Material for the task »
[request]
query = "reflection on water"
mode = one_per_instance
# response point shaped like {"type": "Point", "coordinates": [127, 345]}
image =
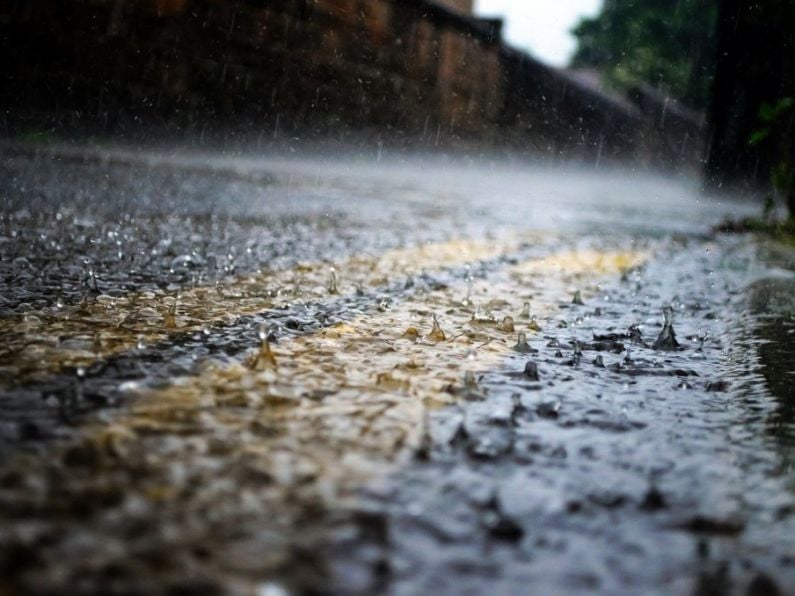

Aim of the task »
Your copy must consist solely of the lines from the one containing "mode = one_per_instance" through the final line of the material above, transcribed exactly, with the pictures left out.

Answer to this problem »
mode = one_per_instance
# response point shaped like {"type": "Point", "coordinates": [127, 345]}
image =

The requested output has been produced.